- What you need to do -
Pull out each line of the material below that contains the string "street". Case counts.

- Records -
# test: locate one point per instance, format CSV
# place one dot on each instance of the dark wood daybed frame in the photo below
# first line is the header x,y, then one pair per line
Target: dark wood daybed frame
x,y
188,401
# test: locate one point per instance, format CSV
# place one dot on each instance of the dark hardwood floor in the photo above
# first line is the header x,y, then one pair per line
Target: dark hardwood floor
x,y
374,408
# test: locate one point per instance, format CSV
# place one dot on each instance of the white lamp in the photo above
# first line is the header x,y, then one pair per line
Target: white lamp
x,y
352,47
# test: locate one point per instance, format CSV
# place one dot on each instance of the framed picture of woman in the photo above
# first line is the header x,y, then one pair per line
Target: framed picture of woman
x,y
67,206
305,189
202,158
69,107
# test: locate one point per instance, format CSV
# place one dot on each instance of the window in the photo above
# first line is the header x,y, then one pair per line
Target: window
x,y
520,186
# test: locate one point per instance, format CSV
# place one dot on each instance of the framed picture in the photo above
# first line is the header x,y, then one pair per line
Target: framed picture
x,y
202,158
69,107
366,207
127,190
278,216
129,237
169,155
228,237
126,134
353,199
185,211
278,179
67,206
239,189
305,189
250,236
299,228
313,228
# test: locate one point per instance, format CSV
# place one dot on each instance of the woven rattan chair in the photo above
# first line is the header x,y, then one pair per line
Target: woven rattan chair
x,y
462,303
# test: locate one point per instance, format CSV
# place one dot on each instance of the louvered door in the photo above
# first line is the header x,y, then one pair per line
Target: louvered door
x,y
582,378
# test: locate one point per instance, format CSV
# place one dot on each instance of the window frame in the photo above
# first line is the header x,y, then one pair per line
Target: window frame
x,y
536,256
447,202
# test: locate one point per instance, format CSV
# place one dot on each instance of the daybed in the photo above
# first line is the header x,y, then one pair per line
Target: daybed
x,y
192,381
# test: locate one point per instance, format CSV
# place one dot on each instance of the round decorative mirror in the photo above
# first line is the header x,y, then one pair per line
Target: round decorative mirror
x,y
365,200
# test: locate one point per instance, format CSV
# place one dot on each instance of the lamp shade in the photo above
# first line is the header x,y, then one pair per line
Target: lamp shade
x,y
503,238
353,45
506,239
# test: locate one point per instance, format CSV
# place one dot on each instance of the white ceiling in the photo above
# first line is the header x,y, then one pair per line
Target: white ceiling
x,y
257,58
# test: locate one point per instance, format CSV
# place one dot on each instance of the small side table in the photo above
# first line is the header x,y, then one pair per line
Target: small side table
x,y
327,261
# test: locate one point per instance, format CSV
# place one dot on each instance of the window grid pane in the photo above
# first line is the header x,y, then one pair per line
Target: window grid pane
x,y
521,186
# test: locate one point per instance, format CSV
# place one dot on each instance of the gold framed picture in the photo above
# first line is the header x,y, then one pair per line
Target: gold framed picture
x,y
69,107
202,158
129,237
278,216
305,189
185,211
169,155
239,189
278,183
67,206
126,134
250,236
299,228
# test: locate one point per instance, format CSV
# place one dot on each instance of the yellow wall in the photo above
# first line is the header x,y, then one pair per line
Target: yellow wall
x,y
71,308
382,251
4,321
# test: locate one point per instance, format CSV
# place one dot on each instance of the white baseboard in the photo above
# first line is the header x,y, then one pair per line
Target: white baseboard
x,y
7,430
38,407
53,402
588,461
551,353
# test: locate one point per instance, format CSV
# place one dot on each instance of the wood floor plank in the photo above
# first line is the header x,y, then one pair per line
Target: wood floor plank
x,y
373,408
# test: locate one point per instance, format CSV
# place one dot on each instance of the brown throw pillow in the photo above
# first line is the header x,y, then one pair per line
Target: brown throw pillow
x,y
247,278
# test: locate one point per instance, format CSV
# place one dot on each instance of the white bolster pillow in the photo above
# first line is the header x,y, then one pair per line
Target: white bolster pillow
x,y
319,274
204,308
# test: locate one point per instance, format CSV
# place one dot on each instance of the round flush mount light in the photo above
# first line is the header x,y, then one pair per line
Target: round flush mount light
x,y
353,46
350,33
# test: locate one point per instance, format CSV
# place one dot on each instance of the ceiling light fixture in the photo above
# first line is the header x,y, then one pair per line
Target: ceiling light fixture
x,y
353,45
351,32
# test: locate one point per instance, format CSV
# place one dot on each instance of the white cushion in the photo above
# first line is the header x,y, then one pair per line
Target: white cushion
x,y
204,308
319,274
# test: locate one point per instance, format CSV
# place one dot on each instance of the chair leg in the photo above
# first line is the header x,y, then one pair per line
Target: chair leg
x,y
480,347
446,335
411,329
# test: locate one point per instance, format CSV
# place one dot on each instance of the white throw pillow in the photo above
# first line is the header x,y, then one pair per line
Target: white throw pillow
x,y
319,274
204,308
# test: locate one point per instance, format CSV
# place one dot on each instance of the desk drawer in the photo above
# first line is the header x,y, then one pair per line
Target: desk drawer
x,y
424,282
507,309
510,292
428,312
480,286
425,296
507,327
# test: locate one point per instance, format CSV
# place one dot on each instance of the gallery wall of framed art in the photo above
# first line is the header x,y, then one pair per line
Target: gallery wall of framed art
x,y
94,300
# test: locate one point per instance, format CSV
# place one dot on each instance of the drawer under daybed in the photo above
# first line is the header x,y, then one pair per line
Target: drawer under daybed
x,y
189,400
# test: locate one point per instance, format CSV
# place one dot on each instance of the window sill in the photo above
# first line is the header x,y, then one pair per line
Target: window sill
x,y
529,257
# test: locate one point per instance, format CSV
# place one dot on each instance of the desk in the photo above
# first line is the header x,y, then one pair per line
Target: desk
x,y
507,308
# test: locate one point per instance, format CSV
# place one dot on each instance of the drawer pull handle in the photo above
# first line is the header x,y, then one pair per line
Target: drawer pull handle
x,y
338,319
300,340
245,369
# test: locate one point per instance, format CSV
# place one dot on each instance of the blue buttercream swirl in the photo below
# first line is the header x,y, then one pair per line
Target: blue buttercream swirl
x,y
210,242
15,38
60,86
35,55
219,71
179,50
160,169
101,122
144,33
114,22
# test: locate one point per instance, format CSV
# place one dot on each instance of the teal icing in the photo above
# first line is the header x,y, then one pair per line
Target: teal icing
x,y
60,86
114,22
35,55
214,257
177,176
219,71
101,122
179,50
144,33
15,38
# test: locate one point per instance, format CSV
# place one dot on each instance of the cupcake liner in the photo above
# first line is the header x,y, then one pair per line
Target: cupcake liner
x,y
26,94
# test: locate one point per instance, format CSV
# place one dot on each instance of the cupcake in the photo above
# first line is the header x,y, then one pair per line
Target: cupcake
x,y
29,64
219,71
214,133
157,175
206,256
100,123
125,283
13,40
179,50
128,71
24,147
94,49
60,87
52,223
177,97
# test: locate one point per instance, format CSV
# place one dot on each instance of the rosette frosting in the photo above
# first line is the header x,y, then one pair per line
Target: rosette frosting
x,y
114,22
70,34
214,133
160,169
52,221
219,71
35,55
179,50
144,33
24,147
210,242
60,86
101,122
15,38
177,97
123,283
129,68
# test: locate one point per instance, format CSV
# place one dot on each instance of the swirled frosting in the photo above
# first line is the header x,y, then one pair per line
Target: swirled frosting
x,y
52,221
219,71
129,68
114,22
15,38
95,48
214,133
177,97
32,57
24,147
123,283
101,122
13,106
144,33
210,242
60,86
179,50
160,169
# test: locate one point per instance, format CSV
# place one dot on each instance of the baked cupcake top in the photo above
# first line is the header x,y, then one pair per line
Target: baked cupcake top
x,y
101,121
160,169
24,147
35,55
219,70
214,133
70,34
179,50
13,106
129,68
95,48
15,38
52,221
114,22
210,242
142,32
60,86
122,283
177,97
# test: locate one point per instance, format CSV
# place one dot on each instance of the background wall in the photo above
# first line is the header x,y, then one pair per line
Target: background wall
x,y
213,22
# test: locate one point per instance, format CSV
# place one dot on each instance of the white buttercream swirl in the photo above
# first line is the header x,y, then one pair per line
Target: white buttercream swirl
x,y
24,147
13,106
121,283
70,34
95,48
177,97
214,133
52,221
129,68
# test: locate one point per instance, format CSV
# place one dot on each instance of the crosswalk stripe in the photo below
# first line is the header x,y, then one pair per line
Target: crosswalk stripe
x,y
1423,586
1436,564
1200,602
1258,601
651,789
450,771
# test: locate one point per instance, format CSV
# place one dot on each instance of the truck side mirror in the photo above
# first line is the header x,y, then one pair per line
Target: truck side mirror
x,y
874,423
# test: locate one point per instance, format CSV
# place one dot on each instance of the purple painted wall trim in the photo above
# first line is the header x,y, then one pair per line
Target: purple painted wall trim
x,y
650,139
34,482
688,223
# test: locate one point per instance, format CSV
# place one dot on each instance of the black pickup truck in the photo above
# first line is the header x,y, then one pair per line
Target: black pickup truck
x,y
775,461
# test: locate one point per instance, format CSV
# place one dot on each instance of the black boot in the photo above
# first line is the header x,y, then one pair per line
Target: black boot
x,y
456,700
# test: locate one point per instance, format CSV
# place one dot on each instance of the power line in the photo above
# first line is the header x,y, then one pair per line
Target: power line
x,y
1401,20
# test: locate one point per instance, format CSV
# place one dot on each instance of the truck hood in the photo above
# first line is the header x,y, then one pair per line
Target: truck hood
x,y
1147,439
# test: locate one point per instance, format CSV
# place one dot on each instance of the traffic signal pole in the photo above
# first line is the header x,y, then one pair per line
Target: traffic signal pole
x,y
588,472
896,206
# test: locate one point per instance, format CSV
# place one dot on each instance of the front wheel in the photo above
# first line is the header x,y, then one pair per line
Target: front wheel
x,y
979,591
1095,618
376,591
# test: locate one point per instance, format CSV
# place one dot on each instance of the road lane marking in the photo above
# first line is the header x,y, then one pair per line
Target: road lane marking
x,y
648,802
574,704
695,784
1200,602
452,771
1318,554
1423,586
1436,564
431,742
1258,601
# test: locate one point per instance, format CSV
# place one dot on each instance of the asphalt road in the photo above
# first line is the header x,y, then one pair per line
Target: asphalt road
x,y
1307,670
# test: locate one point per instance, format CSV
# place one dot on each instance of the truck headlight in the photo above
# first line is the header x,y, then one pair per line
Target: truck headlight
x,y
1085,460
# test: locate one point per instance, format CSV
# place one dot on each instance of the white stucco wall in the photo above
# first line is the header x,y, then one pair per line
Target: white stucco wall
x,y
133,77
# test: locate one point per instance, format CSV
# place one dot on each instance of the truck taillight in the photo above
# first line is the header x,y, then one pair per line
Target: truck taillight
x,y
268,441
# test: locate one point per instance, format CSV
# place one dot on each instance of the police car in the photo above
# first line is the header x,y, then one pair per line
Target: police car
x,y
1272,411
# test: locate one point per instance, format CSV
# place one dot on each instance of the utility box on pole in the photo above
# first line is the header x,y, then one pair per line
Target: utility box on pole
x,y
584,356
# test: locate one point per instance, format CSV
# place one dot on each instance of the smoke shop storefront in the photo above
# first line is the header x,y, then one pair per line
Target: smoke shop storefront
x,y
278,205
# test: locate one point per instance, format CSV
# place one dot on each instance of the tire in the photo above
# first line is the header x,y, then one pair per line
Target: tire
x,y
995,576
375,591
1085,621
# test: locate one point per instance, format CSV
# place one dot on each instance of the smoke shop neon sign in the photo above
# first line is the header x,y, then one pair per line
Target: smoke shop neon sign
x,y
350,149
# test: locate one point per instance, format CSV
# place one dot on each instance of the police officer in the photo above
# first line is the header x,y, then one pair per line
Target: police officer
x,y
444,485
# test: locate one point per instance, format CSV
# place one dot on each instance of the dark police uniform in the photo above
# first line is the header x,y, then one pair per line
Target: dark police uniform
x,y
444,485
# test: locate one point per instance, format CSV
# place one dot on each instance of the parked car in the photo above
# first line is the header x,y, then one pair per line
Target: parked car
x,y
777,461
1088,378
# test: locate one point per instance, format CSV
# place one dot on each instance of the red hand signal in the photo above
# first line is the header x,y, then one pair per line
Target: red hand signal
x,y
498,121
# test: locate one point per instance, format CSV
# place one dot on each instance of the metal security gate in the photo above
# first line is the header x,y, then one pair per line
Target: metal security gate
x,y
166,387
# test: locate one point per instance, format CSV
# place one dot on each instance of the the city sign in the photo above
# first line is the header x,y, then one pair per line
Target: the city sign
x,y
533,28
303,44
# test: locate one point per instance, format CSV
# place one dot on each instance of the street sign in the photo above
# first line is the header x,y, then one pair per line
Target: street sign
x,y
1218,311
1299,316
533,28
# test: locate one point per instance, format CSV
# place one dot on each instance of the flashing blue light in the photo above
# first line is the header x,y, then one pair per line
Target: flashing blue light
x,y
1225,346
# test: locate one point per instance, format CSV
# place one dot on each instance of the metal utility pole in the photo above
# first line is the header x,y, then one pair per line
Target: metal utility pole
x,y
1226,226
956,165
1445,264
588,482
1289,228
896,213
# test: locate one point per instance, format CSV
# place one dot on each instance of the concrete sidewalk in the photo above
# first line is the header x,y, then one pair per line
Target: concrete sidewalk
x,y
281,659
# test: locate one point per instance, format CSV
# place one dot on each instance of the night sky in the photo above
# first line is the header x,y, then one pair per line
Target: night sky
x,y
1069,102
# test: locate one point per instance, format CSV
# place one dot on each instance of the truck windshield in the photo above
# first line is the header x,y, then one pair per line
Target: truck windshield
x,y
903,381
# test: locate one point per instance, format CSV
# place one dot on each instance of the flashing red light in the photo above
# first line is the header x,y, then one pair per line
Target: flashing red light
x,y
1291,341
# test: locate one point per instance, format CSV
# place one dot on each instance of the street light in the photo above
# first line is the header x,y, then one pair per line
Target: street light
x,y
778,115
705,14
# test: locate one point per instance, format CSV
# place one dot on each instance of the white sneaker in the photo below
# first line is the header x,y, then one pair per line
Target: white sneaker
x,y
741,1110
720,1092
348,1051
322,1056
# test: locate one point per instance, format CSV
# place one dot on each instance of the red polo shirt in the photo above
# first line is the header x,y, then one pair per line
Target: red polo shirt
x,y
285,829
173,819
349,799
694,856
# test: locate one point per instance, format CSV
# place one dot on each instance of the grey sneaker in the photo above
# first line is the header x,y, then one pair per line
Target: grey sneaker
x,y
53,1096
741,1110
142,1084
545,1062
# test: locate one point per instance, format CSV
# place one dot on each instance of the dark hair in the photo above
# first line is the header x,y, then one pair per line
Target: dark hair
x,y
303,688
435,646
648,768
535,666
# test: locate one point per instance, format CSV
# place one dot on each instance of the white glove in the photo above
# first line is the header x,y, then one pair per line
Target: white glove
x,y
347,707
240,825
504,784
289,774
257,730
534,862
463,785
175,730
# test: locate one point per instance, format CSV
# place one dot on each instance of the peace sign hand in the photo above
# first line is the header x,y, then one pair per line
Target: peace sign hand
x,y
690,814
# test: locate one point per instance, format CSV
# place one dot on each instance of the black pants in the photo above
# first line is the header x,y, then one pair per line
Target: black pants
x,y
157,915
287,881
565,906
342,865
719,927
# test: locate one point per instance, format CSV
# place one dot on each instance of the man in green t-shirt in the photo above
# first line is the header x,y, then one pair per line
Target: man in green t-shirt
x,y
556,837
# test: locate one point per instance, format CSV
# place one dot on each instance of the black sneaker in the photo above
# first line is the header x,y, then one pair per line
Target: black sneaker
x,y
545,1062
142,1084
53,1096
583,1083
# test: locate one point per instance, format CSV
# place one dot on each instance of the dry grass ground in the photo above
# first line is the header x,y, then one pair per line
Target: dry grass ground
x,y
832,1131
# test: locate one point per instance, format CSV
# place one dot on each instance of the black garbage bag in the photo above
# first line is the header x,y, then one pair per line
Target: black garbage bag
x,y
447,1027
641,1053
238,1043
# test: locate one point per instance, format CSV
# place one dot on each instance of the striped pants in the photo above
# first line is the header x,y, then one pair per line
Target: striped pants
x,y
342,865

- Written solution -
# place one dot on each instance of the street sign in the photo above
Target: street sign
# place one dot on each instance of the street light in the photo above
Target: street light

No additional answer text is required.